### [Prompt]
Give the listing below as a numbered list, starting with its first line and going through the line that contains "56), (133, 72)]". Leave out blank lines.

### [Material shown]
Start

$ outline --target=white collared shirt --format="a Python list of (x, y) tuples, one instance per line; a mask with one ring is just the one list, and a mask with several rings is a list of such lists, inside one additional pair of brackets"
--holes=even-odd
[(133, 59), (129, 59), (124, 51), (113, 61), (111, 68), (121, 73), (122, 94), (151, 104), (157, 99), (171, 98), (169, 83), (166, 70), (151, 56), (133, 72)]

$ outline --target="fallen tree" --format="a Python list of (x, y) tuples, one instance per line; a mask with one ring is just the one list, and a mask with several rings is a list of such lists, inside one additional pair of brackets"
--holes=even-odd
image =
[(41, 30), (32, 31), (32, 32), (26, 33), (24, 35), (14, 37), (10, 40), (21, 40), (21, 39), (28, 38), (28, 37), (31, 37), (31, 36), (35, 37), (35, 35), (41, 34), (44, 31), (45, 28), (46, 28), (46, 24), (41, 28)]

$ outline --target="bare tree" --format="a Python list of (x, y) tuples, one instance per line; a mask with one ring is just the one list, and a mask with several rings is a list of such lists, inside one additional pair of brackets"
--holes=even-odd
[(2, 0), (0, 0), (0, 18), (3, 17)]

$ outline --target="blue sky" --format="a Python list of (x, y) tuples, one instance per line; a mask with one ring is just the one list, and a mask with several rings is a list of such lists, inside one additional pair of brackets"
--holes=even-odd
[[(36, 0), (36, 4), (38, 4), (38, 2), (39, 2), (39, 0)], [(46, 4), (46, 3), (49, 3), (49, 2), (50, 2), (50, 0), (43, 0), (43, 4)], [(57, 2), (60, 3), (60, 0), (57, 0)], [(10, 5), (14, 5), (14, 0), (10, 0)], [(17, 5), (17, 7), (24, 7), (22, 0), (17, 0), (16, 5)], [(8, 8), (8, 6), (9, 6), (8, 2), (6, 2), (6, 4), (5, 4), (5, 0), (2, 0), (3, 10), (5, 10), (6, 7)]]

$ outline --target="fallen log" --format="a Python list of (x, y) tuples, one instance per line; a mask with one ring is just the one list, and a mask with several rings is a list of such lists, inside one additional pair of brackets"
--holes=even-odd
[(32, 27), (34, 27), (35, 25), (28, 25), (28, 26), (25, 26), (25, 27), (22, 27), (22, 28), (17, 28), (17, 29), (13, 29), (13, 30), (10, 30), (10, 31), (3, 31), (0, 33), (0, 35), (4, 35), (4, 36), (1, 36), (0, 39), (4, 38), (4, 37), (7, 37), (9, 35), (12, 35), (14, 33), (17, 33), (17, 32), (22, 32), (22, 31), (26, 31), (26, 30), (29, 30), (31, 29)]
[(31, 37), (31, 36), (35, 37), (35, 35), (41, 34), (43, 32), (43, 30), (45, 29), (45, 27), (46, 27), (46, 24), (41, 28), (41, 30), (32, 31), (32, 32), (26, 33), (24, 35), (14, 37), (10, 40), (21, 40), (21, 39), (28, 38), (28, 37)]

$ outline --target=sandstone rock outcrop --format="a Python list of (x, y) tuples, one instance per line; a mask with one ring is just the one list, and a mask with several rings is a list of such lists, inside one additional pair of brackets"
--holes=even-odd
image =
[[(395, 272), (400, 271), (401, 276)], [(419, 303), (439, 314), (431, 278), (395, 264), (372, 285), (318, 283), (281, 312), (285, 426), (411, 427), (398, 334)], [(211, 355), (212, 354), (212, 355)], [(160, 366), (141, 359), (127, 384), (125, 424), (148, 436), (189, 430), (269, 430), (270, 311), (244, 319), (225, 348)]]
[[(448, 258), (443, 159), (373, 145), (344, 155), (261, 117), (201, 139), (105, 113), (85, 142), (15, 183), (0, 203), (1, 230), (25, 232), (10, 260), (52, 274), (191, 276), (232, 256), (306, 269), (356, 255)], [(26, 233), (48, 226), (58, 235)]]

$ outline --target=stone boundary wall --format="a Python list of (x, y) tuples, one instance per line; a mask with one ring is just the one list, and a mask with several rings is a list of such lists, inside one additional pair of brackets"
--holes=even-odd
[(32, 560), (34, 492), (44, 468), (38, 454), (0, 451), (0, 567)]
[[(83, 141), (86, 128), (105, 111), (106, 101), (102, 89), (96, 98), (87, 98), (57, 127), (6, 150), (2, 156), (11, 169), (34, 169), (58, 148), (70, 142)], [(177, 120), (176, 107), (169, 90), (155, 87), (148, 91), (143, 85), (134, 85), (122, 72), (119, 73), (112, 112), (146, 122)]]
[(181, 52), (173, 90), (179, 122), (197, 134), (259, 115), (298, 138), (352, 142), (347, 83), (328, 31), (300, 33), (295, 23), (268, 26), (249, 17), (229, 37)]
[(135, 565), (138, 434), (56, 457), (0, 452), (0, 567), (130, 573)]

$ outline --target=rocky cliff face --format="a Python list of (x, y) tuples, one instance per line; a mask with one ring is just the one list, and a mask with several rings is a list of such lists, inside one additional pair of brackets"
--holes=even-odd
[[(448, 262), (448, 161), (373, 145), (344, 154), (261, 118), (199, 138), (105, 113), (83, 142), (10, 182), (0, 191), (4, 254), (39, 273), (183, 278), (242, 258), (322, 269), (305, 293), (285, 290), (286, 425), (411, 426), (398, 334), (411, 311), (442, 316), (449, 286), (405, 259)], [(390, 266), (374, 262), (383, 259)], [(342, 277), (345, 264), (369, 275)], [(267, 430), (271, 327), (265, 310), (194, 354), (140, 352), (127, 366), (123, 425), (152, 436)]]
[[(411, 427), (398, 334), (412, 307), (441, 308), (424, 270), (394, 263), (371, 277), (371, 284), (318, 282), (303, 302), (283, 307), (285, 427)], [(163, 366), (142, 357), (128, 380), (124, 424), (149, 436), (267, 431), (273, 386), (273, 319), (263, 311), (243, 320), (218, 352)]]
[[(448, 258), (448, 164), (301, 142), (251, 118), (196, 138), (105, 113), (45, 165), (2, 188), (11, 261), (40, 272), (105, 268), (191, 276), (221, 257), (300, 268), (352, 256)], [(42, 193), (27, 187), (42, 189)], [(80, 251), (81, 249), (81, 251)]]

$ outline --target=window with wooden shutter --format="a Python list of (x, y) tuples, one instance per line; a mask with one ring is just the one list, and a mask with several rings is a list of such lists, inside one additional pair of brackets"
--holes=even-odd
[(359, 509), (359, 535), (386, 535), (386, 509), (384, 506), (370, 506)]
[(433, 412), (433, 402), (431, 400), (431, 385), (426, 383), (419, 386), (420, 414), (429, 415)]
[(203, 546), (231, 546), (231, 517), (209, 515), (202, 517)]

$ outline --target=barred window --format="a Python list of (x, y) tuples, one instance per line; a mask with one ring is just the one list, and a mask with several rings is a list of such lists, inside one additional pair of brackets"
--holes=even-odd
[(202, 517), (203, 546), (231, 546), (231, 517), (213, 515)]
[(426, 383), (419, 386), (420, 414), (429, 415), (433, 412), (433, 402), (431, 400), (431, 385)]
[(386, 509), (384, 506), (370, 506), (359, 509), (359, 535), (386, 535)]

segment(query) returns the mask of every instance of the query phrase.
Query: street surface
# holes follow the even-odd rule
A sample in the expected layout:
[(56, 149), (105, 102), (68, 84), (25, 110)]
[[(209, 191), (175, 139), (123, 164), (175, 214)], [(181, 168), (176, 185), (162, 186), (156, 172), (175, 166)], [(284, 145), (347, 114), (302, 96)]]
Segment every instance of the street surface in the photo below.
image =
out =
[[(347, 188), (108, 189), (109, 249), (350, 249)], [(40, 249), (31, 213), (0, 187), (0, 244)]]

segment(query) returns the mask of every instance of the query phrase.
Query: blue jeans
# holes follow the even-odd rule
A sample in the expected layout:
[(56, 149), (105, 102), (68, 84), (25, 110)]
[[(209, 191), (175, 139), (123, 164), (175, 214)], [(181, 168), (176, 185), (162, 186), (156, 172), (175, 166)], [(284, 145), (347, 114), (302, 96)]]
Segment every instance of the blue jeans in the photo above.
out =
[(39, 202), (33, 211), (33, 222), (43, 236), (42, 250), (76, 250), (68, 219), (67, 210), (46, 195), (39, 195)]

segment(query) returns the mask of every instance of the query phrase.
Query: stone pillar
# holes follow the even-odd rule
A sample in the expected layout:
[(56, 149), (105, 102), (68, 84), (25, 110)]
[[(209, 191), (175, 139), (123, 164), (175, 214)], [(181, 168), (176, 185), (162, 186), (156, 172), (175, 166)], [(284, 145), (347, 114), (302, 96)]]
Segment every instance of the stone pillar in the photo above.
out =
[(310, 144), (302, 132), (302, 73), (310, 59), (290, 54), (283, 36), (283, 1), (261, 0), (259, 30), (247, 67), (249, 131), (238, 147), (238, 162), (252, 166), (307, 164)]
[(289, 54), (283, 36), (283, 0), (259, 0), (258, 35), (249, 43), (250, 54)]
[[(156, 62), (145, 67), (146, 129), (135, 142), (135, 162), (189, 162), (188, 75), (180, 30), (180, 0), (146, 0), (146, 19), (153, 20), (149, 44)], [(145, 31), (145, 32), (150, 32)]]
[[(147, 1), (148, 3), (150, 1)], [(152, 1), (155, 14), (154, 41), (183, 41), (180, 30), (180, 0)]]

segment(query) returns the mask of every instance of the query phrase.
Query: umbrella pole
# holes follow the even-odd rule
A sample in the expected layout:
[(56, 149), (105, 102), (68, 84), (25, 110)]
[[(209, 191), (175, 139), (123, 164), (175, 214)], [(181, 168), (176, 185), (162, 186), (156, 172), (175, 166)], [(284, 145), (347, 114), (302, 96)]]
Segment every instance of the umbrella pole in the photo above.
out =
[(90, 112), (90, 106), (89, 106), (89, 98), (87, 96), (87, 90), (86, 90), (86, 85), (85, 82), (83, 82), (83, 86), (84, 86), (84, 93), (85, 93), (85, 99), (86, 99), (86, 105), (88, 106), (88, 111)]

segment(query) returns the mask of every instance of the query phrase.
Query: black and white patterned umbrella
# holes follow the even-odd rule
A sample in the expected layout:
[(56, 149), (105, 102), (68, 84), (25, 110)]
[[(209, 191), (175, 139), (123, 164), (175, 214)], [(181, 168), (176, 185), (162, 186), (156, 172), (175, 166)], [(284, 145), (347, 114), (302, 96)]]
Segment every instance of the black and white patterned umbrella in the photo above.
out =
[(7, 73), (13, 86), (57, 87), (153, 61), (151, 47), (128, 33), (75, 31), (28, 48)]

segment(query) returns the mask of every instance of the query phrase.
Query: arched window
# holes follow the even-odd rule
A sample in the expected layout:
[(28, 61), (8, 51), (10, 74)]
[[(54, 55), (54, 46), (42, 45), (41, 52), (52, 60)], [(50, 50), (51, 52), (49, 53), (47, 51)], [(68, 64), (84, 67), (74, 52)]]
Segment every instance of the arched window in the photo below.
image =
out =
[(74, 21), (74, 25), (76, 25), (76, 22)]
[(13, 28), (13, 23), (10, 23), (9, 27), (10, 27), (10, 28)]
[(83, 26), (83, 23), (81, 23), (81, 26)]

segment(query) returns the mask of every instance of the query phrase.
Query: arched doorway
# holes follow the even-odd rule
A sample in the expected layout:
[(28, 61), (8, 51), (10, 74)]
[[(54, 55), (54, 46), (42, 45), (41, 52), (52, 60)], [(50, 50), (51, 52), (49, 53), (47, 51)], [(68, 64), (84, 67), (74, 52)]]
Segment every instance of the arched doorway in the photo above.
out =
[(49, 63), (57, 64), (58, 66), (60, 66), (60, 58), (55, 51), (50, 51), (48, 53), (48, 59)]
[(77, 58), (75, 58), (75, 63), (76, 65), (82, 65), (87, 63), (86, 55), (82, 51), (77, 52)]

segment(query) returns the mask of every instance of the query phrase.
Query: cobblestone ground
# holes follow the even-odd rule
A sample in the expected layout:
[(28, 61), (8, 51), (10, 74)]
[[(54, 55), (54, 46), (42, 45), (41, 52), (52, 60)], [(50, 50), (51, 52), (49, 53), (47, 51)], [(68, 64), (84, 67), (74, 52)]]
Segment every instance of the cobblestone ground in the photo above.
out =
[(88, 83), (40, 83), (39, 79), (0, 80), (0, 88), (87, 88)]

End

### [The solution]
1. $ outline --target=white collared shirt --format="a Python list of (x, y) tuples, one instance per line; a mask with one ring is just the one list, and a mask with several rings is a list of such lists, inside one additional pair of brackets"
2. --holes=even-odd
3. [(133, 59), (129, 59), (124, 51), (113, 61), (111, 68), (121, 73), (122, 94), (151, 104), (157, 99), (171, 98), (169, 83), (166, 70), (151, 56), (133, 72)]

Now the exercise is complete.